Alors, pour créer cette singularité, ne parlez pas trop de modèle NBA pour le Paris Basket. Même si le président, David Khan a été directeur des opérations aux Minnesota Timberwolves ou membre du staff des Indiana Pacers, même si des « fans cam » balaient le public pendant les temps morts, même s’il y a du gros son américain dans les enceintes de l’Arena, Paris veut sa propre identité et pas un copier/coller de ce qui se fait de l’autre côté de l’Atlantique.
« David Khan, avec la direction, porte une attention particulière sur la fan expérience, parce que c’est là où il a aussi un domaine d’expertise que peu ont, nous raconte un membre du club. Il a pu voir beaucoup de choses en NBA, mais en même temps, il veut qu’on se différencie de cette Ligue. Il ne veut pas du tout qu’on soit sur la même ligne. Si on garde certains codes, on doit les adapter sur notre ambiance Paris Basketball. »

• • •

● **SÉRIE D'EXERCICES**
1. D'après le texte sur le Paris Basket, quelles fonctions David Khan a-t-il occupées en NBA ?
2. Rédigez la suite du texte sur le Paris Basket en reprenant juste après sa dernière phrase.

• • •

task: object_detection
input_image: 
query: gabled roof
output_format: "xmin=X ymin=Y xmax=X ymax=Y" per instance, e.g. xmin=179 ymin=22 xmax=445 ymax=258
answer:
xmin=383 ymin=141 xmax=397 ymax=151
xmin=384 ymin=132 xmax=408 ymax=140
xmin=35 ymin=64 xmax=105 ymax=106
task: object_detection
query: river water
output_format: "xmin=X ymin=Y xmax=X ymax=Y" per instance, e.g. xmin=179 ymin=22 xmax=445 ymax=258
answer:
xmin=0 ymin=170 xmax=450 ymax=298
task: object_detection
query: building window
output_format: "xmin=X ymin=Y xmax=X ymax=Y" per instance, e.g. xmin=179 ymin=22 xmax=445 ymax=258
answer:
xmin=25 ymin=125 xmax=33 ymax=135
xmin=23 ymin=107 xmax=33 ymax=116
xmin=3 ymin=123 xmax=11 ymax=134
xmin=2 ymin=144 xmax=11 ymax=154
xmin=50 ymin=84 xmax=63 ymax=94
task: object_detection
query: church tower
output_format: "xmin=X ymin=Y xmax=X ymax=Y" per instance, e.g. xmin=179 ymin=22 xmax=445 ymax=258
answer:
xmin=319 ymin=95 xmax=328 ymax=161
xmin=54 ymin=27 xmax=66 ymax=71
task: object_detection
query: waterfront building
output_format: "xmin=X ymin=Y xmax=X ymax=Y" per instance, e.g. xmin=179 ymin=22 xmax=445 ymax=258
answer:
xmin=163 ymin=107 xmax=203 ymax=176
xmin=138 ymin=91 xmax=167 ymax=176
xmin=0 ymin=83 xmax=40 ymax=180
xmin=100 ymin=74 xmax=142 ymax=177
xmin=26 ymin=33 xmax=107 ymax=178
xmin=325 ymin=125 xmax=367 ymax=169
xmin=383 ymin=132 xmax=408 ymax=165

• • •

● **RÉSULTATS DE L'EXERCICE**
1. Il a été directeur des opérations aux Minnesota Timberwolves et membre du staff des Indiana Pacers.

2.
Balzer, Yame et Mister V
Ambiance Paris, vous avez dit ? Ça commence donc par le kop Parisii, qui reprend en choeur des « Assassins » à chaque faute de l’adversaire ou des « Retourne chez le coiffeur », cocasse quand on a les tignasses d’Hifi ou Ward dans son équipe, à un Madrilène qui avait osé un mulet un peu trop long. Ça se poursuit aussi derrière les platines, avec DJ Ashty. « On est Paris et forcément c’est une ville qui a des codes très différents. J’essaie de garder une identité parisienne, nous assure-t-il. On tente de vraiment pousser la musique qui vient de Paris. Je trouve que ça colle bien avec cet ADN Paris Basket. »
Face au Real Madrid, on a ainsi pu entendre du Gims, du Genezio, du Yame (merci Shazam) à fond les ballons. Ce dernier était d’ailleurs présent en bord de parquet, tout comme Mister V (partenaire du club à travers sa marque la Pizza Delamama) ou Sara Balzer. La double médaillée olympique de sabre a même été célébrée lors d’un temps mort dans le rond central, accompagnée de Parade de Victor Le Masne pour nous rappeler le bon temps en bonus.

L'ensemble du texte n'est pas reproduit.